### JOB:
Copy out word for word the stretch of the records from the line containing "house and record integer pixel coordinates." through the end of the records.

Dataset rows on where objects appear:
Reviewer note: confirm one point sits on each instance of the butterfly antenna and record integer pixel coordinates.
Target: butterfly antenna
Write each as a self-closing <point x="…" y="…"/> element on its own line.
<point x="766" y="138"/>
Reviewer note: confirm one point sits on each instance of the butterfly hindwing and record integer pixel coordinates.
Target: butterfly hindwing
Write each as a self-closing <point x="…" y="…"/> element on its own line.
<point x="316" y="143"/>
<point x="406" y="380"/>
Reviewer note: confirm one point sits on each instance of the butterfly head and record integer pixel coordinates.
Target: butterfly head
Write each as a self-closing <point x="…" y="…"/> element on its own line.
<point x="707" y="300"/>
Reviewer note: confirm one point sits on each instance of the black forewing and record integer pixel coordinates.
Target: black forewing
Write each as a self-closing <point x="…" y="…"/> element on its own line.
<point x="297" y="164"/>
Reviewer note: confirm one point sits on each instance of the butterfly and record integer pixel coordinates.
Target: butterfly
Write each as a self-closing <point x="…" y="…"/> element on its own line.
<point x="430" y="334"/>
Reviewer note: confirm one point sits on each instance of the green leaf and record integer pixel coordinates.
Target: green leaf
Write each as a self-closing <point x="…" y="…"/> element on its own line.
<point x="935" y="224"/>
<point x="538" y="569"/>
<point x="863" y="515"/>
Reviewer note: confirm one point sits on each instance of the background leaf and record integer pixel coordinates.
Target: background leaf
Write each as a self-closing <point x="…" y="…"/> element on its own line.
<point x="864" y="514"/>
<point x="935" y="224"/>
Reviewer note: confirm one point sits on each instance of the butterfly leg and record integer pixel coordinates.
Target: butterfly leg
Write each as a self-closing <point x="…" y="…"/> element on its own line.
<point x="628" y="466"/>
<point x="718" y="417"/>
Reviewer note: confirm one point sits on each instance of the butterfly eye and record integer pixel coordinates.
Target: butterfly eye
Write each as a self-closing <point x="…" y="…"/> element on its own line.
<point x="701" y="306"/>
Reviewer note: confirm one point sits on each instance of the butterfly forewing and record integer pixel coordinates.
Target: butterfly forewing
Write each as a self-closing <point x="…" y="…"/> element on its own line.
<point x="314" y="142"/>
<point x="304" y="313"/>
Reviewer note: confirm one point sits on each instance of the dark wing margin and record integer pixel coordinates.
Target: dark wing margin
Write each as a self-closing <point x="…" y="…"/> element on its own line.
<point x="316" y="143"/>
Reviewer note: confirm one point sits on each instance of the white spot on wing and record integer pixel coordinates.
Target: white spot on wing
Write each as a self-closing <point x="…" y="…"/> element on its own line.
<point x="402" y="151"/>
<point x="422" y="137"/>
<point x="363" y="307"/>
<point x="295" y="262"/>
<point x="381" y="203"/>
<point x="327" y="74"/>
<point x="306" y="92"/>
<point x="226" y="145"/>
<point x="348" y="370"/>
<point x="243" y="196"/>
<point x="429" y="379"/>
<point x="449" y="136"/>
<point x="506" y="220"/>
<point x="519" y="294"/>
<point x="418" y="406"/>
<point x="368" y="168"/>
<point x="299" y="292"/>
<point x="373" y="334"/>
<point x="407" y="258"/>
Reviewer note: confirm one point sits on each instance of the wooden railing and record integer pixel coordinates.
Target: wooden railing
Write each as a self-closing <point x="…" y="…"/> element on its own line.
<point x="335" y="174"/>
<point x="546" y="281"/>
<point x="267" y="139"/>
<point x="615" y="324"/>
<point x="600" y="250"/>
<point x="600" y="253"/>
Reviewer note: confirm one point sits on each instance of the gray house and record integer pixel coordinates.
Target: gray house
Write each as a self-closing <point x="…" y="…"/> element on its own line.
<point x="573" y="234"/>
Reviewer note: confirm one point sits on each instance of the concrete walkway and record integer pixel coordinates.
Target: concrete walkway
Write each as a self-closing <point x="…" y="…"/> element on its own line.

### THE RESULT:
Reviewer note: confirm one point sits on each instance of the gray house and record integer pixel coordinates.
Target: gray house
Write each as a self-closing <point x="…" y="…"/> element on its own line.
<point x="573" y="234"/>
Reviewer note: confirm one point sits on each instance of the concrete walkway and record integer pixel coordinates.
Target: concrete walkway
Write each as a self-closing <point x="…" y="…"/> element on its own line.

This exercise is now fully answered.